[Records from a point labeling set]
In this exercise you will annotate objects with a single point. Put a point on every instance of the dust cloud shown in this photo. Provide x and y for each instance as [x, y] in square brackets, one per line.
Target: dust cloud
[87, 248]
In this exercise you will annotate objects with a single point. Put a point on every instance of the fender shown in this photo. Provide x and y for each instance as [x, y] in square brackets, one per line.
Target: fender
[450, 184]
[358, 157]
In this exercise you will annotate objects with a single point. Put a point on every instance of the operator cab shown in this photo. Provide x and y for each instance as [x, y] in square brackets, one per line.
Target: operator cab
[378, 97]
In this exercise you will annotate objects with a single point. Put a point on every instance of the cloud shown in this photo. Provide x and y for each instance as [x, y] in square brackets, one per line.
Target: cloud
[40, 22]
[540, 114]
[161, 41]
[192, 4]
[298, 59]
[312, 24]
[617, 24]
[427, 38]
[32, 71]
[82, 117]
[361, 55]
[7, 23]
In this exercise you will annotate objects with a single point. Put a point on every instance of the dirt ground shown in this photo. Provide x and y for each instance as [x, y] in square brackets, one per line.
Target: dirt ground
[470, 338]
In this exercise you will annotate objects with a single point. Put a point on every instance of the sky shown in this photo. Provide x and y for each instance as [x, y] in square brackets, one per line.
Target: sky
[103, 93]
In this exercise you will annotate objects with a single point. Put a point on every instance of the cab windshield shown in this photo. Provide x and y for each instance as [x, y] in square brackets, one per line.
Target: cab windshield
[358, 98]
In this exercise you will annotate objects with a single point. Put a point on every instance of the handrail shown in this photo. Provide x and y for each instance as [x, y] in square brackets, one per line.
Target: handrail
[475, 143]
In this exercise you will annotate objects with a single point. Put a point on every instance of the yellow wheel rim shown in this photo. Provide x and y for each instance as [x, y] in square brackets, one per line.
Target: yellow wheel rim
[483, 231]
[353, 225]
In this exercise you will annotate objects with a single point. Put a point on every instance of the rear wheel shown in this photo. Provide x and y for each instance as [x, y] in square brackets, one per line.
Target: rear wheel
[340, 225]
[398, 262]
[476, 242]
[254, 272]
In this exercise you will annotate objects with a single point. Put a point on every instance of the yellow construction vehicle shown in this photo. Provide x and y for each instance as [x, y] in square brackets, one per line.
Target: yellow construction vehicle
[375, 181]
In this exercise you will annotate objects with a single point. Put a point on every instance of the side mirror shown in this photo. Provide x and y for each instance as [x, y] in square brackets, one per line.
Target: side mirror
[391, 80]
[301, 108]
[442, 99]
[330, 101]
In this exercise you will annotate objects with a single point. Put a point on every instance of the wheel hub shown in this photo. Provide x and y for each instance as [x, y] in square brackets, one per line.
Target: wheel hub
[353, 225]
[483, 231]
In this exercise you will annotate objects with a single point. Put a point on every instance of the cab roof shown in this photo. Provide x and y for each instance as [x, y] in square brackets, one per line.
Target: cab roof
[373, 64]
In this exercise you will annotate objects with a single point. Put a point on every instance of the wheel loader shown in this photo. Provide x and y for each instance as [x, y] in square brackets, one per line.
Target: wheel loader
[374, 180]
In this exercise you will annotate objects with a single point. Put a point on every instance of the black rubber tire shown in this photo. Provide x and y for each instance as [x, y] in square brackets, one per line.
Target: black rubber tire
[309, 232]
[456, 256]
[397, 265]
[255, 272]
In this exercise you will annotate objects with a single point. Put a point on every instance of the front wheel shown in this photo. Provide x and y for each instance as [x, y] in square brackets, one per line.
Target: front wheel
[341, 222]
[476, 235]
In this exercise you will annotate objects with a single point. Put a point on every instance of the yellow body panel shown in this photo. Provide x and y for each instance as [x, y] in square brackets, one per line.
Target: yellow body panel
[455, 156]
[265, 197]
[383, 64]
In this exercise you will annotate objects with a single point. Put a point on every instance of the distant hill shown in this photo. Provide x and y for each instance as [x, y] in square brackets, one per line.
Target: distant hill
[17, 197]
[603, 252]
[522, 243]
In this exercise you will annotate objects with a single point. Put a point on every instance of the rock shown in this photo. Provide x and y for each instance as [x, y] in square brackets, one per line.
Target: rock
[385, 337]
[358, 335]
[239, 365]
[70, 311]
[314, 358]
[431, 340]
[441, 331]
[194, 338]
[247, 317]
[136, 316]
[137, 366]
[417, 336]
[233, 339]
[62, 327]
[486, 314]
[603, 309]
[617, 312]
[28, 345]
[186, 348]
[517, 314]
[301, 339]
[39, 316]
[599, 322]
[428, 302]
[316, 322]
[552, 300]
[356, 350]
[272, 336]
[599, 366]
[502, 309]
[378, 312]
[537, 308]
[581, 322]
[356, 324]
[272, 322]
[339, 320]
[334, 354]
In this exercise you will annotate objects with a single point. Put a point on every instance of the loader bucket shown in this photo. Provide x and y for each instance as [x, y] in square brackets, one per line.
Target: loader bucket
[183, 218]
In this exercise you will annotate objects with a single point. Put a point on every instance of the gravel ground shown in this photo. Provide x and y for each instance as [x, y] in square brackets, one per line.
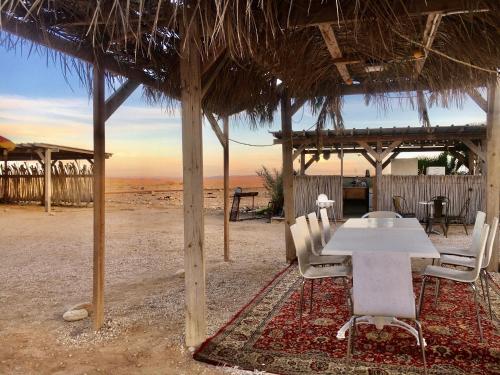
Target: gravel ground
[47, 267]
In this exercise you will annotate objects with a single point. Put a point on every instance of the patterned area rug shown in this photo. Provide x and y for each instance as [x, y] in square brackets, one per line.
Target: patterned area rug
[264, 334]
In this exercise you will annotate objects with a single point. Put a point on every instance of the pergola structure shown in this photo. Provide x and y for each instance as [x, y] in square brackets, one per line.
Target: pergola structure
[47, 155]
[380, 146]
[225, 57]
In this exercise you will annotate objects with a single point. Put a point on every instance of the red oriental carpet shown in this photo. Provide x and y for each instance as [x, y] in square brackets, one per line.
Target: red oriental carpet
[264, 334]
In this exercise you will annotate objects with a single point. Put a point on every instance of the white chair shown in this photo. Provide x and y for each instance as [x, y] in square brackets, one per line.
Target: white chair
[476, 236]
[469, 277]
[381, 215]
[325, 224]
[308, 271]
[316, 259]
[382, 292]
[323, 202]
[468, 262]
[315, 233]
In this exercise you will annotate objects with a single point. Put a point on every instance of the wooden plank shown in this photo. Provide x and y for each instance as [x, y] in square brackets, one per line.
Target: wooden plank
[226, 188]
[493, 163]
[192, 155]
[334, 49]
[119, 97]
[476, 96]
[430, 31]
[99, 116]
[286, 147]
[215, 127]
[47, 185]
[474, 148]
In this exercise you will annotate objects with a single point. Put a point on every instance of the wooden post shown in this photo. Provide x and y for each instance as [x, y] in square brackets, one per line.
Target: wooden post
[99, 175]
[378, 171]
[47, 168]
[302, 163]
[192, 158]
[493, 163]
[287, 155]
[226, 188]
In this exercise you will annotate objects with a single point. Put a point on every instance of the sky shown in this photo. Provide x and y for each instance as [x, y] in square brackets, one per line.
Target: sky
[38, 103]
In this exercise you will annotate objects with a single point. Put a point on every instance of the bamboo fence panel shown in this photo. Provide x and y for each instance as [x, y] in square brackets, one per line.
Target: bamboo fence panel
[421, 188]
[307, 188]
[71, 184]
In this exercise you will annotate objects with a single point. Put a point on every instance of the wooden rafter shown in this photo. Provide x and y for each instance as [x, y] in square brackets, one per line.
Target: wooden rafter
[334, 49]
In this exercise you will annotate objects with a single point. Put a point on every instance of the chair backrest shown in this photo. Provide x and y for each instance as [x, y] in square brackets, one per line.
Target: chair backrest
[382, 284]
[491, 241]
[382, 215]
[480, 253]
[302, 223]
[325, 223]
[300, 248]
[476, 232]
[322, 198]
[315, 232]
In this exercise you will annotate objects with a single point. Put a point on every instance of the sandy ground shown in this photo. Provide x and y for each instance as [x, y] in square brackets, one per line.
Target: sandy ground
[47, 267]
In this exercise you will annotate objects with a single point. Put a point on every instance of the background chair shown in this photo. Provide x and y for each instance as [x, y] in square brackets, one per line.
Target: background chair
[401, 207]
[308, 271]
[381, 215]
[469, 277]
[439, 213]
[383, 290]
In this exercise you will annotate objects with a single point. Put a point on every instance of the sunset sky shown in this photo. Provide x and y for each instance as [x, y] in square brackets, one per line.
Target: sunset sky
[37, 104]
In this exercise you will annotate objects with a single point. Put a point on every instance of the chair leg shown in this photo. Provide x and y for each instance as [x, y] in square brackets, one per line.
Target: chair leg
[422, 346]
[310, 297]
[478, 315]
[301, 304]
[421, 297]
[485, 274]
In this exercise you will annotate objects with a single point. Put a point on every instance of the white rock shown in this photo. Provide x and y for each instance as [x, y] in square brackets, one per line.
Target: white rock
[74, 315]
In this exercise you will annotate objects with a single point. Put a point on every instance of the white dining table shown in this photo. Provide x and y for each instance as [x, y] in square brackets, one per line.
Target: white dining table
[381, 234]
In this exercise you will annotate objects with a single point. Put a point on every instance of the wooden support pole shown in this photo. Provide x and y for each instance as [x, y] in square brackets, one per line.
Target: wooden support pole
[192, 158]
[47, 167]
[493, 164]
[226, 188]
[287, 154]
[378, 171]
[99, 115]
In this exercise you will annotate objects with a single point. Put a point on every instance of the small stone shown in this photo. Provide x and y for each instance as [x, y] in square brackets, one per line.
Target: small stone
[74, 315]
[179, 272]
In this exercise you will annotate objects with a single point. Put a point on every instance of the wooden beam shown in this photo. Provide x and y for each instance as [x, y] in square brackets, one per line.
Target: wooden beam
[47, 186]
[297, 104]
[286, 147]
[430, 31]
[119, 97]
[389, 149]
[476, 96]
[99, 116]
[390, 159]
[192, 158]
[474, 148]
[328, 12]
[216, 128]
[226, 187]
[334, 49]
[493, 163]
[369, 159]
[369, 150]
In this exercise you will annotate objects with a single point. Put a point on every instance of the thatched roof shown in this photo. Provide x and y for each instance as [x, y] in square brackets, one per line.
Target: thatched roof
[447, 47]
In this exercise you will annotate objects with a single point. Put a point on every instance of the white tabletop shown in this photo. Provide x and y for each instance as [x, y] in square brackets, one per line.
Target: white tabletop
[402, 235]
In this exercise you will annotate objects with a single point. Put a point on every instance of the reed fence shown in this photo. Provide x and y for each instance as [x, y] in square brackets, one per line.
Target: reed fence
[307, 188]
[71, 184]
[422, 188]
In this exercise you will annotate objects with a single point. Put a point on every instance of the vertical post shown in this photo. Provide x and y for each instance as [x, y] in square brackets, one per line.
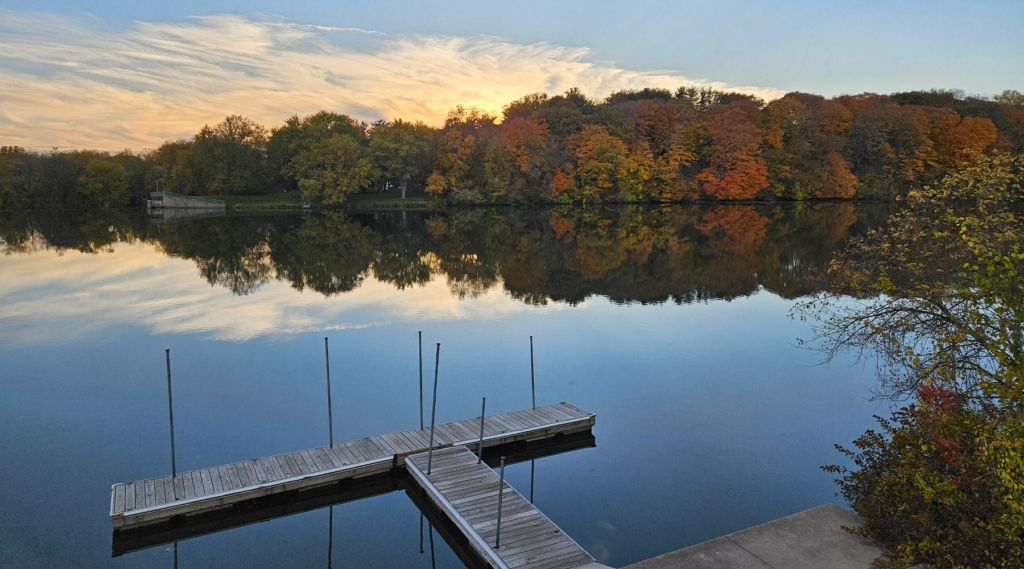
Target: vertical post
[433, 409]
[170, 408]
[532, 384]
[531, 465]
[479, 445]
[501, 492]
[330, 421]
[330, 539]
[420, 334]
[430, 528]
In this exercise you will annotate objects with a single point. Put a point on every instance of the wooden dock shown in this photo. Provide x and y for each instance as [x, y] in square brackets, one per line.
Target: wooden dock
[157, 499]
[467, 493]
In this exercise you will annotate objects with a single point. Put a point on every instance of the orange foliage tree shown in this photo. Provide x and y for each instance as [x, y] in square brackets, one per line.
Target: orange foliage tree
[734, 172]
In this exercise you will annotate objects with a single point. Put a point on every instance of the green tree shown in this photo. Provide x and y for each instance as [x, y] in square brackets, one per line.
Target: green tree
[331, 158]
[227, 159]
[103, 183]
[13, 186]
[943, 314]
[403, 151]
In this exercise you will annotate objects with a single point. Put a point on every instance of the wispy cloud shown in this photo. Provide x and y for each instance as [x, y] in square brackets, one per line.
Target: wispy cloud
[71, 82]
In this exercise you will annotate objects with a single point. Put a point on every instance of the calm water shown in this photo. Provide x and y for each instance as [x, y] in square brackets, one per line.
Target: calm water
[672, 324]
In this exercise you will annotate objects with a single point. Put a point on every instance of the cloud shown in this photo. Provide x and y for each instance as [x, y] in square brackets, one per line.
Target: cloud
[69, 296]
[71, 82]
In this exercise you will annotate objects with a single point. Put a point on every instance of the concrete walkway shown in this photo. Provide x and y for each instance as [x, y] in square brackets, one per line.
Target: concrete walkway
[809, 539]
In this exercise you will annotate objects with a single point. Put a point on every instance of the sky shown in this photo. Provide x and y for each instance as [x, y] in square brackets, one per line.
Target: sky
[114, 75]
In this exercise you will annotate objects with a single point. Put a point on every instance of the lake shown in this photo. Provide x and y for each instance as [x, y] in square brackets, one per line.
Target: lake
[673, 324]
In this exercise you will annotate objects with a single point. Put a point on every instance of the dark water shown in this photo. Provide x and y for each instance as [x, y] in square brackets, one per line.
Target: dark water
[672, 324]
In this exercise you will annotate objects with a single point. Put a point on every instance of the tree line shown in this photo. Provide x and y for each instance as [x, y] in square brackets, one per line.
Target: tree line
[636, 145]
[940, 483]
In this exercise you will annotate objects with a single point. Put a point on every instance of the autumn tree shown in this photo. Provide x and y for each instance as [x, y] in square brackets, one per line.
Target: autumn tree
[602, 161]
[734, 171]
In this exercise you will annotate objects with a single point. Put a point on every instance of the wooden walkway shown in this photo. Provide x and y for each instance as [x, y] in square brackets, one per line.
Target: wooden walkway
[467, 493]
[157, 499]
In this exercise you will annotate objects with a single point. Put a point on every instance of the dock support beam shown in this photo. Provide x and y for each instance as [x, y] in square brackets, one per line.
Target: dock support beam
[330, 421]
[532, 384]
[170, 408]
[479, 445]
[420, 334]
[501, 493]
[433, 410]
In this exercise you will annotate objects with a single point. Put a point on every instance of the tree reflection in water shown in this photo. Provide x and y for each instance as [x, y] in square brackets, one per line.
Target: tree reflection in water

▶ [AIM OF THE TASK]:
Could you give again exactly the lines from the line containing "the wooden walkway" through the final line of the data above, and no others?

▶ [SOLUTION TO THIS EXERCISE]:
In this exercise you will annotate objects with a single point. Put a point on every instance of the wooden walkway shown in this photo. Provide x and y for each instance as [x, y] in square brackets, one per line.
Target: wooden walkway
[467, 493]
[157, 499]
In this exercise you will annotate objects with a single point. Put a point on every instance of the dock support beam shown in this photo. Provide x and y for each instance as [x, y] in square brackets, one per line.
Target: dock support beam
[330, 421]
[532, 384]
[170, 408]
[479, 445]
[420, 334]
[501, 493]
[433, 410]
In this exercise you will annotate objects with a single point. Put a point on every instance of the tree reflection in water shown in this photo. Provide x and y for each instance as [x, y] in square brackets, one per line.
Target: tree reflection in water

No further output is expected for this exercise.